- [PROBLEM]: Please give back the listing exactly, without any of its pictures.
(DATA PROVIDED begins)
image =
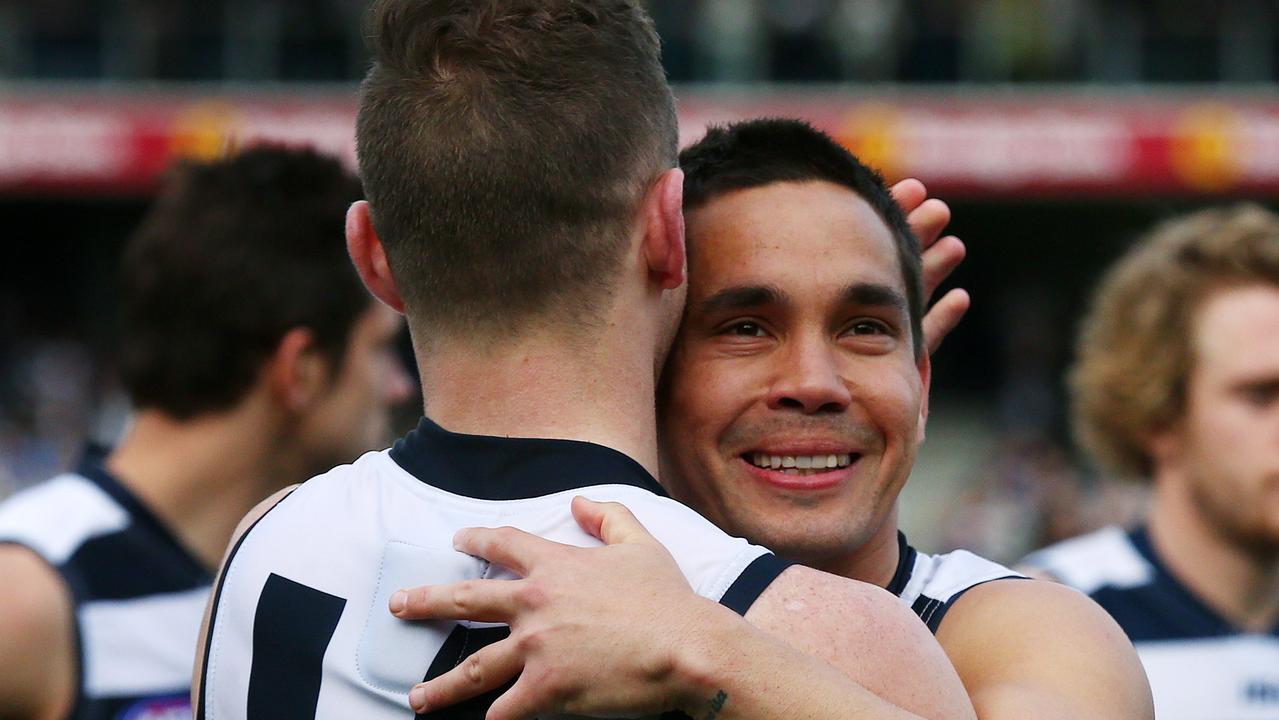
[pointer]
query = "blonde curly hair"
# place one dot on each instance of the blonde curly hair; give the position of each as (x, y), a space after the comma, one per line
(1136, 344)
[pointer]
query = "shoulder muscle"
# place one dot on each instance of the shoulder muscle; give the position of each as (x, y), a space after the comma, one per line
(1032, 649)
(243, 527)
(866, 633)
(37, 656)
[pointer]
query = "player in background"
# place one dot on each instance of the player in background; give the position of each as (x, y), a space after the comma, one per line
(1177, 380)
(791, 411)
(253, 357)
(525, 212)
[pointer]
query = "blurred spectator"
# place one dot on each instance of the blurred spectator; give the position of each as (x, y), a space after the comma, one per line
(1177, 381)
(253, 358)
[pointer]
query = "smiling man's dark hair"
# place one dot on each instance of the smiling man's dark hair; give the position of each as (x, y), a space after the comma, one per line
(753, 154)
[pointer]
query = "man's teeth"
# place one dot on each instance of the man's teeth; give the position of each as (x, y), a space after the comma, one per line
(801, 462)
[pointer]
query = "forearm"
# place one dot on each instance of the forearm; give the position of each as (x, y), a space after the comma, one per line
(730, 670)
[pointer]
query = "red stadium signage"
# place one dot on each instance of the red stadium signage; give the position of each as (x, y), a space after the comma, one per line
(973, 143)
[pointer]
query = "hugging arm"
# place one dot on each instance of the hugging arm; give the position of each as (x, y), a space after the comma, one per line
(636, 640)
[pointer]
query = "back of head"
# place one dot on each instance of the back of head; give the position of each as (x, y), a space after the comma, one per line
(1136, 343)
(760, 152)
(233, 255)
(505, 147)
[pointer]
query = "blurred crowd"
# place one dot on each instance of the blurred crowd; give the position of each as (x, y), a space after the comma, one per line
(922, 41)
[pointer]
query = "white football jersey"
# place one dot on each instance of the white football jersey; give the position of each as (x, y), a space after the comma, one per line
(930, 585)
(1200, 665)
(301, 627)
(DATA PROVIDED ends)
- [TASK SOLUTION]:
image =
[pointer]
query = "blonde curly hair"
# place one dot on each instance of the blonde curly hair; give the position of each as (x, y), a space after the comma, one per line
(1136, 344)
[pointer]
query = "shoulder muscle"
# place one dot on each instance of the shoulder muscle; give the position of each as (x, y), a space after the comma, one per line
(1032, 649)
(243, 527)
(866, 633)
(37, 656)
[pointer]
query = "player in background"
# place one dot on each instance of the player in background; give the position of each as (x, y), a space after the comma, one per line
(1177, 380)
(791, 411)
(253, 357)
(525, 212)
[pointer]
query = "blurred spectator"
# place one dot on each instance of the blurred spectator; give the position of each as (x, y), a space after the comma, one per line
(1177, 381)
(253, 358)
[pointer]
query = "smiling man's dark hair"
# place one dot on each instance of the smiling man's dark hair; give the position of each as (x, y), a space after the comma, one per line
(753, 154)
[pointer]
query = "man's teeth"
# place one dot on each instance of the man's teeth; give the position of each as (x, y), a space after the comma, one per line
(801, 462)
[pointer]
query = "forearm"
# place one dot on each instance of the forearm; give the position of each as (x, y), a space after the comma, one per line
(730, 670)
[pointer]
query = "red stadium signage"
# place one dot on each instance of the red stadium signage; give the position of each as (x, y), a space after the comma, one per line
(973, 143)
[pointer]
query = "hugging arm"
# place one dot on each instance of the hugging arm; give the position of each as (x, y), a space after the comma, one per line
(636, 640)
[pointer]
query = "back of head"
# place one dot on each instance of the back of head; give the position of each as (x, y), a space after the comma, one per line
(1136, 343)
(760, 152)
(233, 255)
(505, 147)
[pointer]
query = "blurred crowd"
# place one dot on each instance of the blurred crowd; give the position of each as (x, y), a space after the comma, one per line
(922, 41)
[pointer]
query = "white football jersey"
# place one dot on each instance of the white football jersey; give the position of each as (x, y), a space after the comma, one per line
(930, 585)
(1200, 665)
(301, 627)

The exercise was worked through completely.